*Prompt:*
Copy every line from the data below in which the string "range" can be found.

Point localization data
_____

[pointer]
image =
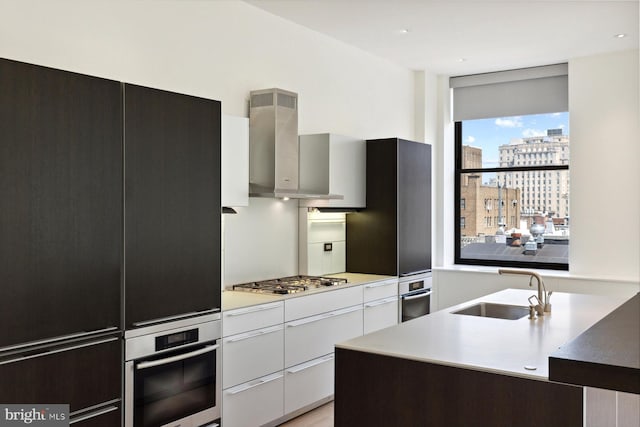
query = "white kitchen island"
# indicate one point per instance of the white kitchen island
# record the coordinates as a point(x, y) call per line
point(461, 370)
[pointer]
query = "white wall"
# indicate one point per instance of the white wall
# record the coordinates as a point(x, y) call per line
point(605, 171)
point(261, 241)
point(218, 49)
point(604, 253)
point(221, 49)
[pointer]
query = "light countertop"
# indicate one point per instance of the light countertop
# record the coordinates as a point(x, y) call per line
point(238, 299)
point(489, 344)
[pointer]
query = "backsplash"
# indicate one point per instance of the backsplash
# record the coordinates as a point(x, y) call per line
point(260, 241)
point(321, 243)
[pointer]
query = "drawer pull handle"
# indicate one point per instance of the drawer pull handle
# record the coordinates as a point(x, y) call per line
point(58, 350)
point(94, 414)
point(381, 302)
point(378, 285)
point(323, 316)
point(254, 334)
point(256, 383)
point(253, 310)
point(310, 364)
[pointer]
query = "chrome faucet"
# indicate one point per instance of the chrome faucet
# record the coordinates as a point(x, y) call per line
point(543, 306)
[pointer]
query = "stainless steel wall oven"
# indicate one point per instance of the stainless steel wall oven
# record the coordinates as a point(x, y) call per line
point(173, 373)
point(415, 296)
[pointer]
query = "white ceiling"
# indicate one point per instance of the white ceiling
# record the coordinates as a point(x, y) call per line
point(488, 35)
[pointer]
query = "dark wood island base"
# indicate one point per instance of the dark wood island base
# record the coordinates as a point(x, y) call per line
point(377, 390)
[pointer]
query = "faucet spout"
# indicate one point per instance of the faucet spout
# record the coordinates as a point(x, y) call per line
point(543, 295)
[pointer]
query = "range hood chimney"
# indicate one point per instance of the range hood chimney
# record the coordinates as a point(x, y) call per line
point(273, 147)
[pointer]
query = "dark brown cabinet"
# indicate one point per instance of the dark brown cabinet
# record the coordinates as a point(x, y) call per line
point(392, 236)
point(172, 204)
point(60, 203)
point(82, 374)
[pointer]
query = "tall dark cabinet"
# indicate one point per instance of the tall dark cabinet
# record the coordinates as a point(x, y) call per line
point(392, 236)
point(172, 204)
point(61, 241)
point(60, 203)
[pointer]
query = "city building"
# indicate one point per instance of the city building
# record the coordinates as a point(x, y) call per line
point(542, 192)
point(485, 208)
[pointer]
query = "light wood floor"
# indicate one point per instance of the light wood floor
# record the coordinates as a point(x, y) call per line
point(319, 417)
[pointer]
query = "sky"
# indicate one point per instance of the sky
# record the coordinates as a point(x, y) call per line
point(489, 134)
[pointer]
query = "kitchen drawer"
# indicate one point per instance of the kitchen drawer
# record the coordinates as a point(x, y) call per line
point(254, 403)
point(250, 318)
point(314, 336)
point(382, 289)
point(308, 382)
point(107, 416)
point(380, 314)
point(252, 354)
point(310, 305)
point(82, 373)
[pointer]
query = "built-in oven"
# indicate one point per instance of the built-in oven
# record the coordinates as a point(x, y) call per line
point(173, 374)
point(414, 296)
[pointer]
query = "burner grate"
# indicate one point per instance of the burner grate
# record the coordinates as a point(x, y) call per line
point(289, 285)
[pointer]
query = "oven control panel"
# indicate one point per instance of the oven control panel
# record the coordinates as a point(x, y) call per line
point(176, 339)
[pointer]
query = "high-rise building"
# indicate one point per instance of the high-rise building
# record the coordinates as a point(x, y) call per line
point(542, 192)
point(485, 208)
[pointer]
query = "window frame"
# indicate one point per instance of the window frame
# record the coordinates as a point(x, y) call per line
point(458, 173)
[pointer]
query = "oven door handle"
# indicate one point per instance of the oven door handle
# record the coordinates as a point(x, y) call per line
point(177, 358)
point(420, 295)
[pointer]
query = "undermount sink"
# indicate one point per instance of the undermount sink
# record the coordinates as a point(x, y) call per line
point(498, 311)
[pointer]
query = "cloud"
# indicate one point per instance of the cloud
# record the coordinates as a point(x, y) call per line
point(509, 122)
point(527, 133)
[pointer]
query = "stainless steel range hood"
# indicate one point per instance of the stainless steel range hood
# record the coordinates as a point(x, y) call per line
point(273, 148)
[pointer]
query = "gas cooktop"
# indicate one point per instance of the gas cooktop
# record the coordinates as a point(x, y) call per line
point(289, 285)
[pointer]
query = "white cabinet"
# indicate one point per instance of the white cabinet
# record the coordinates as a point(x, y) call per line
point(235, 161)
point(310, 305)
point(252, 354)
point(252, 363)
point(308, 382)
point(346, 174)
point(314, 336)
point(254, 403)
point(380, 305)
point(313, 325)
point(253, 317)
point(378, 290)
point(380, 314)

_____

*The completed task:*
query = "range hood chimney"
# indicate one point per instance of the range hood chimney
query = "stainless steel range hood"
# indicate one point per instance of the stainless steel range hood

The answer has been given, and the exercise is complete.